*Written task*. Repeat verbatim the lines of the data below, beginning with the line containing "Point out the statue's head" and continuing to the end.

*Provided material*.
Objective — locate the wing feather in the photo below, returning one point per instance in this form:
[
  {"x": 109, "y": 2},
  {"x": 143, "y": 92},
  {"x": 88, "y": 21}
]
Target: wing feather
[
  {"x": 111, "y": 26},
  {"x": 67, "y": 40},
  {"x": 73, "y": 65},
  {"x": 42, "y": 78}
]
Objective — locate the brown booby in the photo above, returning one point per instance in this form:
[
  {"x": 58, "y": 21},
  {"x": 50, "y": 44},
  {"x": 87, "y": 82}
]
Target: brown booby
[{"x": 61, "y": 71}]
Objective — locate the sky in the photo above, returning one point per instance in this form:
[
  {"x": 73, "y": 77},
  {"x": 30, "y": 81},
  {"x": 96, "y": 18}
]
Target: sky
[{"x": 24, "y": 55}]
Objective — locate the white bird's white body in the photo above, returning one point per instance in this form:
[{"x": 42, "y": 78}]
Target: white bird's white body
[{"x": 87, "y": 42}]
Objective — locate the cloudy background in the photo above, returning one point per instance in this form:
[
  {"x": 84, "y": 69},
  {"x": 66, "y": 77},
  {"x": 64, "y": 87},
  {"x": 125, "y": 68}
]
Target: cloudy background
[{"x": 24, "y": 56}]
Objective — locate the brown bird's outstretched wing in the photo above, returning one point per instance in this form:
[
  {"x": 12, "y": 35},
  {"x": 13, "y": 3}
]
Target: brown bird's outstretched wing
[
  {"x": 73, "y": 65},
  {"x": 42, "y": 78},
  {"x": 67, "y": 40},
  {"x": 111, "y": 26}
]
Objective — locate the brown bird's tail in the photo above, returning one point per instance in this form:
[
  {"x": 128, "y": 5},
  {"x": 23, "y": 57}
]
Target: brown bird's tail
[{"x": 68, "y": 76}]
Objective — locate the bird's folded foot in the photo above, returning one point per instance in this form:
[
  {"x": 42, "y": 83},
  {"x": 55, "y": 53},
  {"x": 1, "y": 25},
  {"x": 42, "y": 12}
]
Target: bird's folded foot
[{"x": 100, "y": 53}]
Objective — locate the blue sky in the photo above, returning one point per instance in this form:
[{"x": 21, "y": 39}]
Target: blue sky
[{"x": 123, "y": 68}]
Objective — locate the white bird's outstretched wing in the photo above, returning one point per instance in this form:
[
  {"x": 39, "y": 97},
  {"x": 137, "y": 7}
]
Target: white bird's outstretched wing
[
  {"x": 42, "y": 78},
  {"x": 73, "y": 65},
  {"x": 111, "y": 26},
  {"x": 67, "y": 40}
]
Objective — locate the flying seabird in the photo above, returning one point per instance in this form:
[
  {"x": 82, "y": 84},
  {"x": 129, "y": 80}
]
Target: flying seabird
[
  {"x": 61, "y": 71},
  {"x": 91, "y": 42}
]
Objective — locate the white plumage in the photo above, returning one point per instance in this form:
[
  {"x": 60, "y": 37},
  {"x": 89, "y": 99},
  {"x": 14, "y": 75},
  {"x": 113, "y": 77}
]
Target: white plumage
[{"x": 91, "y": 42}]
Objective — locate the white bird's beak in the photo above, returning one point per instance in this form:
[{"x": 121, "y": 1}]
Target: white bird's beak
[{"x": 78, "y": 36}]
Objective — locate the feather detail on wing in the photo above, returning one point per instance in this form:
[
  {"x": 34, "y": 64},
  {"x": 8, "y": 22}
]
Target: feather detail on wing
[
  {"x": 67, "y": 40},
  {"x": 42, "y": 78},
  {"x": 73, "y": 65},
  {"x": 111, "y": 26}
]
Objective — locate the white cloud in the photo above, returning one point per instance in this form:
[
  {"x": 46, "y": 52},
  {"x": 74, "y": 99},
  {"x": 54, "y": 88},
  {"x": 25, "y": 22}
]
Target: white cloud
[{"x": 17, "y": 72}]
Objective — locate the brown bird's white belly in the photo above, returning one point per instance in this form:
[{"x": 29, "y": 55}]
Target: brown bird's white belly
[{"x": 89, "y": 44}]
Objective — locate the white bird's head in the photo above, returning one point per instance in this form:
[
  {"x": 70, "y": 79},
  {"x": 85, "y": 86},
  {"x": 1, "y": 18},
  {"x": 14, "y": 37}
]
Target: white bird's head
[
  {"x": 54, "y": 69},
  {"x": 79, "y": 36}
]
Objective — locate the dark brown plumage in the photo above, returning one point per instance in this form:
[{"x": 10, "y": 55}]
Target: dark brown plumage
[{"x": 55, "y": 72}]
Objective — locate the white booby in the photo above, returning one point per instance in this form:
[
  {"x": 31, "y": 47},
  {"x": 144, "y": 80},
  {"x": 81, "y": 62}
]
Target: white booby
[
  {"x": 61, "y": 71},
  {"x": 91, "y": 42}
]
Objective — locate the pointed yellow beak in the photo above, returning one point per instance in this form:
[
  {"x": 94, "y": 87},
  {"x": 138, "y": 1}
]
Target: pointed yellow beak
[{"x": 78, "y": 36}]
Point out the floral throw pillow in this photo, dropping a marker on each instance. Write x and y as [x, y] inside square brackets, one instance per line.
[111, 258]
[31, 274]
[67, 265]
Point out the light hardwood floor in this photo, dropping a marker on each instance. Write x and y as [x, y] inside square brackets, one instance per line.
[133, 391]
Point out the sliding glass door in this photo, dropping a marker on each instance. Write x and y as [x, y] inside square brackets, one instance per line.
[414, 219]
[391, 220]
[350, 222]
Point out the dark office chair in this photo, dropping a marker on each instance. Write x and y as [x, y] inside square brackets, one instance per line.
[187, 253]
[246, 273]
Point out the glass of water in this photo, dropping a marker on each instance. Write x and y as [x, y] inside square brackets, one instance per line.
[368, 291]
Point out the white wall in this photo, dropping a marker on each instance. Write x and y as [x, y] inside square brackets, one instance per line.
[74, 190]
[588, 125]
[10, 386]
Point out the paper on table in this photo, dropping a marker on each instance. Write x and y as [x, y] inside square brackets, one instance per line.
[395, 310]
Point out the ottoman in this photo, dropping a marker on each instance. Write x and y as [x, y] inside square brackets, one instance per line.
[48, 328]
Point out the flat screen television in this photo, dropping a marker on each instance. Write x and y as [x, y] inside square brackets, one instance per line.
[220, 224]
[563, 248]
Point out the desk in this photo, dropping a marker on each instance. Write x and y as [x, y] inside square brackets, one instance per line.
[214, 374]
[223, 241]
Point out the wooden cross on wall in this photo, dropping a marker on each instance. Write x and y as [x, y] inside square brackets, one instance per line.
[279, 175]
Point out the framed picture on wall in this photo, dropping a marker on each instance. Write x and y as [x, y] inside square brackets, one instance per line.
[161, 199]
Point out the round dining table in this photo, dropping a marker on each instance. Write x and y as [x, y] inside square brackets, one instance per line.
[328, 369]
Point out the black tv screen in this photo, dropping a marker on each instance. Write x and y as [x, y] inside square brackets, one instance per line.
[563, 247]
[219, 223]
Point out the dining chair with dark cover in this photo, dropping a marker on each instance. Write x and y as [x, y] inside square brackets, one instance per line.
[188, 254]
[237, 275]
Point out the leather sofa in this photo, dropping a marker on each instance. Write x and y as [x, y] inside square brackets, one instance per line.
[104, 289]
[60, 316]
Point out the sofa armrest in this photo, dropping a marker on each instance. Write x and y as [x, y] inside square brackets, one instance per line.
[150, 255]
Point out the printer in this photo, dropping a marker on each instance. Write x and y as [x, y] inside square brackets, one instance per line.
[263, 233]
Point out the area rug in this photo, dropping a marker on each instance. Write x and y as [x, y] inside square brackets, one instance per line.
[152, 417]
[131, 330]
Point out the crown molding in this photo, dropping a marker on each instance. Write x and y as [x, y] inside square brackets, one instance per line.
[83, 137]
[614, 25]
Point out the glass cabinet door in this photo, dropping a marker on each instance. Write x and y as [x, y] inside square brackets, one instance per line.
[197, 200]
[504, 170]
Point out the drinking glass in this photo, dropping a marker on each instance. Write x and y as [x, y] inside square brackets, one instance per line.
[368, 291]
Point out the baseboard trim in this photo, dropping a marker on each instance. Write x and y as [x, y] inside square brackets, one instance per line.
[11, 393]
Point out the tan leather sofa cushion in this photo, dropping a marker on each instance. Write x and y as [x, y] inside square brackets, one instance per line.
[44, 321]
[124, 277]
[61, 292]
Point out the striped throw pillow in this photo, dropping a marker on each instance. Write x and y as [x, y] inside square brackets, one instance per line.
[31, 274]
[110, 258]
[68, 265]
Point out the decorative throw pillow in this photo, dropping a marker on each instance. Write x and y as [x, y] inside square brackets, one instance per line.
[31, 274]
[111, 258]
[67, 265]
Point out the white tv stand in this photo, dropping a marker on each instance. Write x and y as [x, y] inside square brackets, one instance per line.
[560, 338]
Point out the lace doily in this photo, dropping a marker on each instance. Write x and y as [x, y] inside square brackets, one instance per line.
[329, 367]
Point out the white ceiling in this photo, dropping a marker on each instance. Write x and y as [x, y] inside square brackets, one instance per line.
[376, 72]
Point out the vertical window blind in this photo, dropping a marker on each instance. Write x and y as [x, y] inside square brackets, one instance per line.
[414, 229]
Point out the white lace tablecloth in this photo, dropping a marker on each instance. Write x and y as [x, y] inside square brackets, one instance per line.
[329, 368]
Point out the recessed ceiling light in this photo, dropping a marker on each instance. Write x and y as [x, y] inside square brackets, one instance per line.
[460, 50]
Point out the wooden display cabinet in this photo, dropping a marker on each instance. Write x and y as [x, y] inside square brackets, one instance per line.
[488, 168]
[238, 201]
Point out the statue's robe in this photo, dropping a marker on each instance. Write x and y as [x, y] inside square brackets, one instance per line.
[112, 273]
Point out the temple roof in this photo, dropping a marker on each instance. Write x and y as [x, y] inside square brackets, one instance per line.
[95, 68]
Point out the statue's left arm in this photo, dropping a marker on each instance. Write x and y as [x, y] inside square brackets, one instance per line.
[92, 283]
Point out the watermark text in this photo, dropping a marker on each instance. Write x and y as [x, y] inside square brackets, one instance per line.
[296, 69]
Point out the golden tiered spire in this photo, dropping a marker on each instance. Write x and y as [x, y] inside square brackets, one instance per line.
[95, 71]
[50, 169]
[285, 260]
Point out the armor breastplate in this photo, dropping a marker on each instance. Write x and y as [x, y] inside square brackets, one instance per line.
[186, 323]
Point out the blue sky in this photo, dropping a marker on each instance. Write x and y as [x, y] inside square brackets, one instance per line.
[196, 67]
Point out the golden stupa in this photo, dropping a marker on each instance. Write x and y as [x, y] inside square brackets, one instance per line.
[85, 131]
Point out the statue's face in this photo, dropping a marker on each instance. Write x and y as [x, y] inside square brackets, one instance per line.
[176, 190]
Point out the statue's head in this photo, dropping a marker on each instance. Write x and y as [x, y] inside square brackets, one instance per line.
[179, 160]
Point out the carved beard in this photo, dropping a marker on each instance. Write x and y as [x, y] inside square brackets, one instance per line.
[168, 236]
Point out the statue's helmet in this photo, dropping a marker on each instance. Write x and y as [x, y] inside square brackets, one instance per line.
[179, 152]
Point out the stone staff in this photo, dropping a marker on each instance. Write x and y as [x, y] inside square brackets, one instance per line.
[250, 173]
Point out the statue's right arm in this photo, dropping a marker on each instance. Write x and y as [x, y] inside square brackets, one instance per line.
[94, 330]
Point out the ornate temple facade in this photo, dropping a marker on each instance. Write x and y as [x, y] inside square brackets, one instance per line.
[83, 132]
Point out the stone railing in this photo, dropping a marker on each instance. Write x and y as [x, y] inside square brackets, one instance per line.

*Task result*.
Point out the statue's head in this photo, dropping a marker on each instance. Write x and y as [x, y] inside square brackets, one instance per line.
[179, 160]
Point out the carved beard in this photo, dropping a marker on each instance. Write x and y as [x, y] inside square brackets, one instance per line.
[168, 236]
Point out the statue's helmet in this photo, dropping a marker on each instance. Write x and y as [x, y] inside square brackets, one instance per line.
[179, 152]
Point out the stone staff in this photo, dropping a marker on each instance. Write x and y as [x, y] inside square brackets, one instance per line.
[250, 173]
Point out the statue's right arm in this photo, dropping a marker on each instance. Write x and y as [x, y] inside square brackets, one instance per line.
[94, 330]
Point out the ornate temple facade in this photo, dropping a marker on each instance. Write x and y as [x, y] inside square brackets, one instance per line.
[83, 132]
Point out the stone railing in this photo, dropping a marker on each instance. Write x and y as [x, y] inside square brackets, one instance per line.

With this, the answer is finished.